- Given text -
-- Begin --

For these tests I used a pair of 8GB cloud servers that I’ve clocked at around 5000 synchronous 4KB IOPS (2400 buffered 64KB IOPS) before, plus a similar client. The very first thing I did was test local performance to verify that local performance was as I’d measured before. Oddly, one of the servers was right in that ballpark, but the other was consistently about 30% slower. That’s something to consider in the numbers that follow. In any case, I installed Ceph “Argonaut” and GlusterFS 3.2 because those were the ones that were already packaged. Both projects have improved since then; another thing to consider. Let’s look at the boring number first – buffered sequential 64KB IOPS.

Async 64KB graph

No clear winner here. The averages are quite similar, but of course you can see that the GlusterFS numbers are much more consistent. Let’s look at the graph that will surprise people – synchronous random 4KB IOPS.

Sync 4KB graph

Oh, my. This is a test that one would expect Ceph to dominate, what with that kernel client to reduce latency and all. I swear, I double- and triple-checked to make sure I hadn’t reversed the numbers. My best guess at this point is that the FUSE overhead unique to GlusterFS is overwhelmed by some other kind of overhead unique to Ceph. Maybe it’s the fact that Ceph has to contact two servers at the filesystem and block (RADOS) layers for some operations, while GlusterFS only has a single round trip. That’s just a guess, though. The important thing here is that a lot of people assume Ceph will outperform GlusterFS because of what’s written in a paper, but what’s written in the code tells a different story.

-- End --

- Given exercise 1 -
Pick out every line in the records that contains the string "flower", and copy each one. Case counts.
- Given exercise 2 -
Extend the Ceph and GlusterFS benchmark text, starting right after its last sentence.
The records have no connection to the Ceph and GlusterFS benchmark text.

- Records to use -
-- Begin --

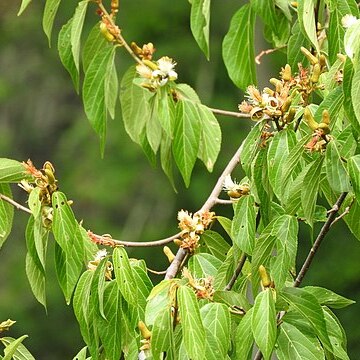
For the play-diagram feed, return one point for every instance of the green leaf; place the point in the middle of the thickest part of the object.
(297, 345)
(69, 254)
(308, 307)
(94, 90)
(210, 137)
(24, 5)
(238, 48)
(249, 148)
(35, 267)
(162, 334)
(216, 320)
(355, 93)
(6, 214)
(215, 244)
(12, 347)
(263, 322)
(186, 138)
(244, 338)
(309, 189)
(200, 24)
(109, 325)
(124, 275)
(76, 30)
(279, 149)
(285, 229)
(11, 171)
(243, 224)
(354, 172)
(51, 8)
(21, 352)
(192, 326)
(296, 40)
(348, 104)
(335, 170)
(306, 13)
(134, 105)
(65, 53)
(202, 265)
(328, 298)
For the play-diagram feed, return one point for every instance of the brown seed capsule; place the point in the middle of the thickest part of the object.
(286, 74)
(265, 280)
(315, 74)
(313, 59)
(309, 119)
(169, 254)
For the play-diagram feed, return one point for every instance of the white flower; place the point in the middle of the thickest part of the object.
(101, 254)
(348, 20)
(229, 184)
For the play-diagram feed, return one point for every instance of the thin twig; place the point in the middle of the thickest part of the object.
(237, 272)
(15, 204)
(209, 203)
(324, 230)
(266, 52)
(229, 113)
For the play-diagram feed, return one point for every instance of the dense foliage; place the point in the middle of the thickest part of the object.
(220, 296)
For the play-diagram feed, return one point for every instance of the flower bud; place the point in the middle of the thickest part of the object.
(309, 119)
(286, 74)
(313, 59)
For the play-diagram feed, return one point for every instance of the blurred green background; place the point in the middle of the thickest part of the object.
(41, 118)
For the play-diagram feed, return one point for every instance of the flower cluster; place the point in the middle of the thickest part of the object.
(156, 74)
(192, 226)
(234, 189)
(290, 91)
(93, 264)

-- End --
-- Begin --

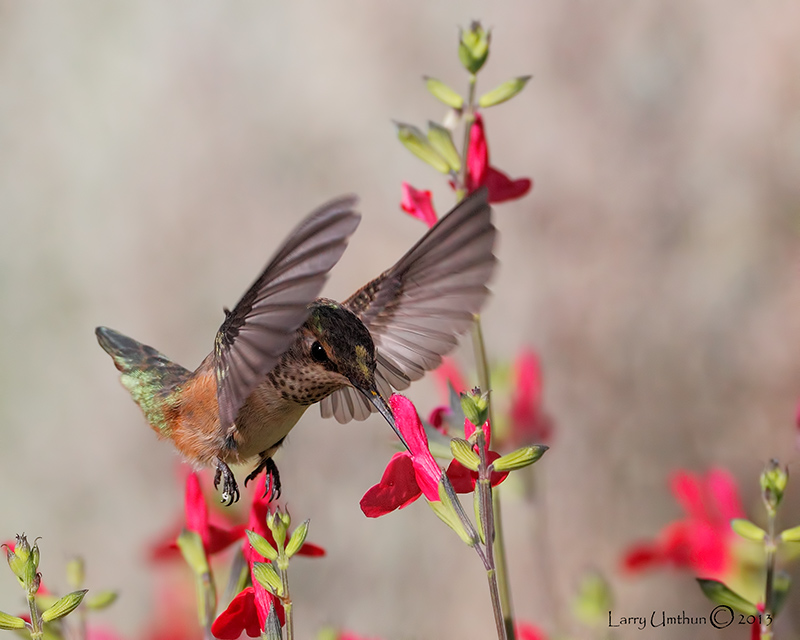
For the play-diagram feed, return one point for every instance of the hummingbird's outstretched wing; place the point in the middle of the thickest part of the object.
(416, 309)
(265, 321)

-- End --

- Result 1 -
For the play-diagram feed, return one point for every instance of the white flower; place the point in the middle of the thickest part of the object.
For the play-diagram feed, return one point for every instance of the flower bud; place the point in the middle of the thickest part of the object.
For the play-diagram feed, return one point for every instance of the flower cluster; place the point in the middle of the thickest part of the object.

- Result 2 -
Just for fun, I ran one more set of tests to see if the assumptions about FUSE overhead at least held true for metadata operations – specifically directory listings. I created 10K files, did both warm and cold listings, and removed them. Here are the results in seconds.

Ceph GlusterFS
create 109.320 184.241
cold listing 0.889 9.844
warm listing 0.682 8.523
delete 93.748 77.334

Not too surprisingly, Ceph beat GlusterFS in most of these tests – more than 10x for directory listings. We really do need to get those readdirp patches in so that directory listings through FUSE aren’t quite so awful. Maybe we’ll need something else too; I have a couple of ideas in that area, but nothing I should be talking about yet. The real surprise was the last test, where GlusterFS beat Ceph on deletions. I noticed during the test that Ceph was totally hammering the servers – over 200% CPU utilization for the Ceph server processes, vs. less than a tenth of that for GlusterFS. Also, the numbers at 1K files weren’t nearly as bad. I’m guessing again, but it makes me wonder whether something in Ceph’s delete path has O(n²) behavior.

So, what can we conclude from all of this? Not much, really. These were really quick and dirty tests, so they don’t prove much. It’s more interesting what they fail to prove, i.e. that Ceph’s current code is capable of realizing any supposed advantage due to its architecture. Either those advantages aren’t real, or the current implementation isn’t mature enough to demonstrate them. It’s also worth noting that these results are pretty consistent with both Ceph’s own Argonaut vs. Bobtail performance preview and my own previous measurements of a block-storage system I’ve been told is based on Ceph. I’ve seen lots of claims and theories about how GlusterFS is going to be left in the dust, but as yet the evidence seems to point (weakly) the other way. Maybe we should wait until the race has begun before we start predicting the result.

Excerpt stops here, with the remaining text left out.